━━━ EXCERPTED TEXT ━━━

It took only 45 seconds, but I’ve been thinking about it all day.
I heard a child’s anguished cry while walking at the dog park this morning. I looked behind me and saw a little girl, about 3 1/2, standing all alone and sobbing. I had just passed her and her mother a few minutes earlier, so I walked back and began speaking to her as I approached. “Is your mommy there?” I asked, as I could not see around the bend in the path.
She answered tearfully, “I want my mommy!”
” I just saw your mommy,” I told her. “I know she’s close. Let’s look for her.”
She was soothed a bit by these words and by our taking action together. As we walked I kept reassuring her that her mommy was nearby. Twenty seconds later her mother appeared in the path before us, running and calling in a panicked search for her daughter. “There she is!” I said, and the girl took off running. Her mother scooped her up in her arms calling a relieved thank you to me; I could feel the immense relief of the two in my body. My eyes teared up as I turned, continuing my walk. The visual of mommy and child wrapped around each other, feeling the calming effect of the other’s breath and voice and heartbeat as they regulated their respective nervous systems, stayed with me as I found my own regulating rhythm in footsteps, breath and breezy sunshine.
It struck me that this is what I do in my clinical work, as well. I love to help parents, children and couples find each other again, to teach them how to co-regulate, soothe and repair the inevitable wounds and missteps that occur in relationship. We can all lose our children and partners in tense, angry or stressful moments. Hopefully we can repair quickly, like this mother and child could, but when we can’t, either due to our own wounds or to a child or partner who has seemingly disappeared, we can become further separated. Our mutual injuries can cause us to shut down to each other and we can no longer find the way back. The gap can seem insurmountable. We forget how to reach our husband, wife, son or daughter and we can, little by little, become strangers to each other. This is usually the result of many little misses that, over time, have left a wider and deeper chasm between us. I love to help people build bridges across that gap; I love launching someone back into the arms of his or her beloved.

━━━ SUPPLIED MATERIAL ━━━

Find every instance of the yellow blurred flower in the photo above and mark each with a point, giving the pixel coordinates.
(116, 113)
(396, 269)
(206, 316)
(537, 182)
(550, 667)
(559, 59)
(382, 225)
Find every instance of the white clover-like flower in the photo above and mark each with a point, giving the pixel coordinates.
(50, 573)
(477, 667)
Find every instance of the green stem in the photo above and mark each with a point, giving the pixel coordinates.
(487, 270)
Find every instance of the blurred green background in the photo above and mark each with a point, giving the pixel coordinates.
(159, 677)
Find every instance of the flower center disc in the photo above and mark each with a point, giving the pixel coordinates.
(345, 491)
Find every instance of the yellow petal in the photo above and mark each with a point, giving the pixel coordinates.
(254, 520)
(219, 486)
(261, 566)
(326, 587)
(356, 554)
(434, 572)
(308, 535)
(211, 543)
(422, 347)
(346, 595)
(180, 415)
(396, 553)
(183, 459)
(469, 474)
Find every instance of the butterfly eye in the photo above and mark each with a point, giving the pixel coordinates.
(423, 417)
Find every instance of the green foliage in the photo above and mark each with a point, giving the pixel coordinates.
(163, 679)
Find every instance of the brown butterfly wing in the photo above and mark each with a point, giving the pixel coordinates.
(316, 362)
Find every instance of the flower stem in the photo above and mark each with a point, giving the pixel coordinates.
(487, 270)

━━━

QUESTIONS »
1. Answer these questions about the dog park account.
(a) About how old was the girl who was crying?
(b) How long after the two started walking together did the mother appear?
(c) Which people does the writer help in clinical work?
2. Continue the dog park account after its last sentence.
The records are material apart from the text.

TASK RESULTS »
1.
(a) About 3 1/2.
(b) Twenty seconds.
(c) Parents, children and couples.

2.
Sometimes it’s ourselves that we lose – the child we once were is left standing alone and shaken, wondering what to do, where to go. Children know how to immediately access and release their feelings – we all once did. The lost girl’s scream, tears and sobs helped release the terror she was feeling at not being able to find her mother. As adults we have learned to push these feelings away and they can begin to look more like anxiety or depression. We may try to find comfort through food or alcohol or serial relationships, always searching but never finding the real holding we seek. The process of learning to see, know, understand and comfort that part of ourselves – of discovering how to regulate our own nervous system – alleviates these symptoms. Tending to this lost part of ourselves, like the mother who knelt to scoop up her child, provides the real holding we need. We become more available to ourselves, to our children, to our partner and to the possibility of deep, secure and lasting relationships.
It is immensely satisfying for me to walk down the path with someone, offer reassurance and guidance, and to witness the exuberance of rediscovering love, whether that of self or other.
~*~
I made sure to say good bye as I saw them head to their car about ten minutes later. The girl called and waved goodbye happily in return; her mother did the same.
It took only 45 seconds, but it was an eternity for the lost girl and her mother. I felt so blessed to have been able to help reunite them if only to have had the effect of lessening the girl’s fear and aloneness for a brief moment… until she was found.